Reproduce every line of the entries below verbatim, leaving out the pictures.

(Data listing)
* * * * * * *

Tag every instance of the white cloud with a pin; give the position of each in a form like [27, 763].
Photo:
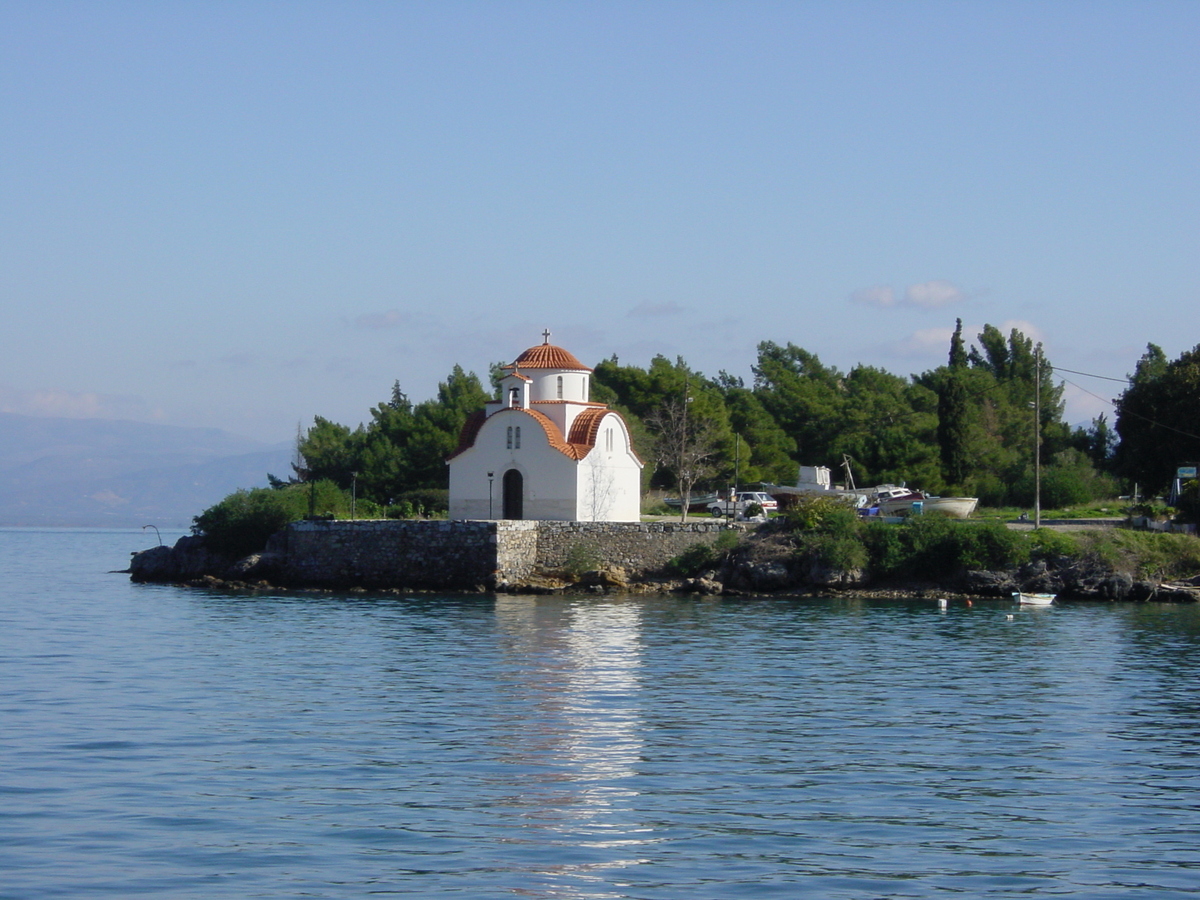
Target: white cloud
[1006, 328]
[879, 295]
[933, 294]
[385, 319]
[924, 343]
[73, 405]
[647, 310]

* * * * * * *

Complete answer:
Tag every instance of the white cloud with a pin; give the position of each in a form like [27, 763].
Photo:
Target: white cloud
[1006, 328]
[879, 295]
[933, 294]
[385, 319]
[924, 343]
[73, 405]
[647, 310]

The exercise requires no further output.